*Location identification entries*
□ □ □ □ □ □ □
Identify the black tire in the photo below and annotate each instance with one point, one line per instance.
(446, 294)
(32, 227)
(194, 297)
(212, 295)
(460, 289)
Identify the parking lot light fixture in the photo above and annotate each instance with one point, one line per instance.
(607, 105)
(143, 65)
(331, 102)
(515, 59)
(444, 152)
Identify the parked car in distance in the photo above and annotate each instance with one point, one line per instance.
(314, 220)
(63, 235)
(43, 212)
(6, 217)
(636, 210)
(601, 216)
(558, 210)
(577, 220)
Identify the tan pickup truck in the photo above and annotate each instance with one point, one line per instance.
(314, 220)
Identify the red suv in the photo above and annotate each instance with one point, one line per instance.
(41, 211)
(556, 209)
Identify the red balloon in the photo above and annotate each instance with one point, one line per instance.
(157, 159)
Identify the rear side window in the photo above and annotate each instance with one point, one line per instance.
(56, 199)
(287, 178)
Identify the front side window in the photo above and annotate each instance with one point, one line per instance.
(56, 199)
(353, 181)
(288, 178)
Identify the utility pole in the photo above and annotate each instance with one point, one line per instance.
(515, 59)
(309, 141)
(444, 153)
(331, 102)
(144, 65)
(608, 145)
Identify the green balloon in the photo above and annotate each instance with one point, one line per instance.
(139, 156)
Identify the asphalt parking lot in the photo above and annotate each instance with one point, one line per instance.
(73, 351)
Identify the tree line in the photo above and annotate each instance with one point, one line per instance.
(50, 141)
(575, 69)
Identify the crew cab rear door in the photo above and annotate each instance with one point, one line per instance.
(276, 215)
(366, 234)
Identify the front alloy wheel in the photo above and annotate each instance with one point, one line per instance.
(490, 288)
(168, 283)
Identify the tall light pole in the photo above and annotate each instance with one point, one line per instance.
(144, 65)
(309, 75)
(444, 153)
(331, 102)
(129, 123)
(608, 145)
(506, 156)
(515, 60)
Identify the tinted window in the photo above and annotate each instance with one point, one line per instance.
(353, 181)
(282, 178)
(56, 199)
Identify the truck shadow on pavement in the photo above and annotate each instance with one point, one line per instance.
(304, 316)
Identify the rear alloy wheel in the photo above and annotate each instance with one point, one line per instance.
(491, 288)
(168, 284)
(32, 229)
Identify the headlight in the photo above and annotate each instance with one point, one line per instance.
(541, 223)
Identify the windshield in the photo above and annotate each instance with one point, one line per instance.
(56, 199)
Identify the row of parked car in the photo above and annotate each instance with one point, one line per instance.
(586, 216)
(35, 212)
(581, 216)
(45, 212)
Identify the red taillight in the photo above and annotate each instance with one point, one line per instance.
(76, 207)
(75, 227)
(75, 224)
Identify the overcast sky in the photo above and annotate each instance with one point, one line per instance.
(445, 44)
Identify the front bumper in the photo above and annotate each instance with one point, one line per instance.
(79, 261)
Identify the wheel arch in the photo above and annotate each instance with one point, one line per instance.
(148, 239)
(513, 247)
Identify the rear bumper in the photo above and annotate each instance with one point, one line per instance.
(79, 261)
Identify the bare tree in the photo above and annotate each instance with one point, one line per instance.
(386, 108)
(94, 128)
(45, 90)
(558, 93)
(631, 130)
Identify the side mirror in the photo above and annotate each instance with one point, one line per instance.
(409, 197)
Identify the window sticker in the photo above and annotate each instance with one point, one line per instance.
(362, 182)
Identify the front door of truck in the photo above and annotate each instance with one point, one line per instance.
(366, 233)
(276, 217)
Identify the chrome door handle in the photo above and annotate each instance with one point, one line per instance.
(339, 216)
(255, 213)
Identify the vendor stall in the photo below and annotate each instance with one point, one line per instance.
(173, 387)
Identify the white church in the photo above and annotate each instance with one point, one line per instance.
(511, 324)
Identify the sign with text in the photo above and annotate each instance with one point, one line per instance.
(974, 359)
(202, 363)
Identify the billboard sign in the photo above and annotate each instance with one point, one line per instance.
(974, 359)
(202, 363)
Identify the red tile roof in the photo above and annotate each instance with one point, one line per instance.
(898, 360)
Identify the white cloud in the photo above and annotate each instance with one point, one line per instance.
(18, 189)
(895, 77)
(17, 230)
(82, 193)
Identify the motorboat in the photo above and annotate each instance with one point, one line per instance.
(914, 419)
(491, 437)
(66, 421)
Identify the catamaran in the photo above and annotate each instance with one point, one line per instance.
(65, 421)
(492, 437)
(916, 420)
□ □ □ □ □ □ □
*Objective*
Print all of the records above verbatim, keeping every line in its original order.

*Answer to this exercise*
Identify the black tire in the photo below and annotate each instance with one point, one line per instance.
(446, 294)
(32, 227)
(194, 297)
(212, 295)
(460, 289)
Identify the parking lot light fixture in the photo above and annotate each instance with one point, one line per instance.
(607, 105)
(143, 65)
(331, 102)
(515, 59)
(444, 152)
Identify the parked car in distance in the photo above and annotate each instance with one point, one line per instance.
(314, 220)
(63, 235)
(43, 212)
(6, 217)
(636, 210)
(601, 216)
(558, 210)
(577, 220)
Identify the tan pickup truck in the photo above and annotate each instance with one point, one line per instance.
(314, 220)
Identify the red suv in the photo above and annotate each instance with one point, one line per instance.
(41, 211)
(556, 209)
Identify the red balloon in the photo above and annotate each instance with one point, one line per instance.
(157, 159)
Identify the rear side window in the photo above and annotate each instance with one point, one line per instance.
(56, 199)
(287, 178)
Identify the front side window in the photo above and annotate each instance with one point, one line per instance.
(56, 199)
(353, 181)
(288, 178)
Identify the utility pole in the photo above and annotate each instance with one point, one line per instance.
(515, 59)
(309, 141)
(444, 153)
(331, 102)
(144, 65)
(608, 145)
Identify the green balloon in the photo above and annotate each instance with one point, one line per instance.
(139, 156)
Identify the asphalt parking lot in the photo above and annotate each instance with one point, one line per instance.
(73, 351)
Identify the tree line in the photo above and annotate each instance with one point, one line per instance.
(50, 141)
(575, 69)
Identify the crew cab rear door in the photo above and annotate each instance with one point, one line per instance.
(276, 215)
(366, 234)
Identify the front alloy wheel in the photo above and annotate each instance with one point, one line per instance.
(490, 288)
(168, 283)
Identify the tall light pole in the photo above and annotate each instance with one point, one line per instance.
(144, 65)
(309, 75)
(444, 153)
(331, 102)
(129, 123)
(608, 145)
(506, 156)
(515, 60)
Identify the tinted window in the photo above and annotate each instance with one point, one line per instance.
(353, 181)
(282, 178)
(56, 199)
Identify the truck shadow on pavement in the photo above and annotate each instance with one point, one line per instance.
(304, 316)
Identify the rear alloy wheel in the photo above and annotate each instance with one point, one line per instance.
(491, 288)
(168, 284)
(32, 229)
Identify the headlight in the photo above and annotate each instance with one point, one line per instance.
(541, 223)
Identify the windshield in the photo above and annotate each instance with one point, one line per instance.
(56, 199)
Identify the row of parked car in the photo above and annotate each instance with one point, one line per instance.
(586, 216)
(35, 212)
(581, 216)
(45, 212)
Identify the red taillight in the photo above and annotate each instance with one point, one line per instance.
(76, 207)
(75, 227)
(75, 224)
Identify the overcast sky in the photo above and annotate each instance with one point, one line per instance.
(445, 44)
Identify the front bumper in the photo above and annotate each instance with one point, one line per instance.
(79, 261)
Identify the wheel arch in the photo above and annotate each instance with one point, one line per instance.
(148, 239)
(513, 247)
Identify the rear bumper in the photo above and annotate each instance with one point, one line per instance.
(79, 261)
Identify the bare tree in the photo above and annotate each instance with one point, one line per instance.
(386, 108)
(94, 128)
(45, 90)
(558, 93)
(631, 130)
Identify the side mirror in the photo above and annotate each instance with one point, one line per instance.
(409, 197)
Identify the window sticker in the photo above and annotate each instance with one point, one line per instance.
(362, 182)
Identify the front door of truck in the photo above and annotate each instance with one point, one line per instance.
(366, 233)
(276, 217)
Identify the chrome door handle in the photo above and annotate each instance with one point, one line per instance.
(339, 216)
(255, 213)
Identify the vendor stall in the photo below and annotate each instance with one point, one line per instance.
(173, 387)
Identify the white church in the photo above and annotate each instance with one point, one line per instance.
(511, 324)
Identify the sign with text in the photo above and annotate each instance with one point, one line per instance.
(974, 359)
(202, 363)
Identify the billboard sign in the photo above and annotate each instance with one point, one line per instance.
(974, 359)
(202, 363)
Identify the red tile roof in the photo above and annotate each instance with one point, one line per instance.
(898, 360)
Identify the white cloud in the photo above and annotate each instance with one point, one line per instance.
(18, 189)
(895, 77)
(17, 230)
(82, 193)
Identify the motorboat in the photo above and annotate each instance with one point, one line per instance.
(914, 419)
(491, 437)
(66, 421)
Identify the catamaran in the photo above and annotate each instance with one point, one line per instance.
(65, 421)
(492, 437)
(916, 420)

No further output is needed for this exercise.